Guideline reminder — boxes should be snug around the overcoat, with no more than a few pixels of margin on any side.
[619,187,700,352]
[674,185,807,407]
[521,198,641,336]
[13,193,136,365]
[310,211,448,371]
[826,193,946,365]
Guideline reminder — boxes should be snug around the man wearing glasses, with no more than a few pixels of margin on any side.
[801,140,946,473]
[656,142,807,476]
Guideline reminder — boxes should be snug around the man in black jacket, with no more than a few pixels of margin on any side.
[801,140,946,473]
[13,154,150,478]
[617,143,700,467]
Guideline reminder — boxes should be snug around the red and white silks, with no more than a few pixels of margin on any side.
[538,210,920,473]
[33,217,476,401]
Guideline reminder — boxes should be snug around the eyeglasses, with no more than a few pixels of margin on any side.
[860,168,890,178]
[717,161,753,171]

------------

**Instrucciones**
Reproduce sin ningún cambio todas las líneas de los datos de arriba, de la primera a la última.

**Respuesta**
Guideline reminder — boxes should be snug around the overcoat, with no more than a few pixels of margin on any side.
[619,187,700,352]
[674,185,807,407]
[521,198,641,336]
[13,193,136,365]
[310,211,448,371]
[826,193,946,365]
Guideline reminder — boxes should be snug around the man wearing glasses, with no more than a few pixels of margin on any side.
[801,140,946,473]
[656,142,807,476]
Guideline reminder — boxes should be snug around the man in black jacket, with no more than a few pixels of margin on any side.
[801,140,946,473]
[13,154,150,478]
[617,143,700,467]
Guideline reminder — boxes should be snug around the red and white silks, with no more than a few pixels of margin on any side.
[538,210,920,473]
[33,217,476,401]
Guideline reminder — boxes should be snug around the eyeglasses, with no more than a few pixels of margin on any side.
[860,168,890,178]
[717,161,753,171]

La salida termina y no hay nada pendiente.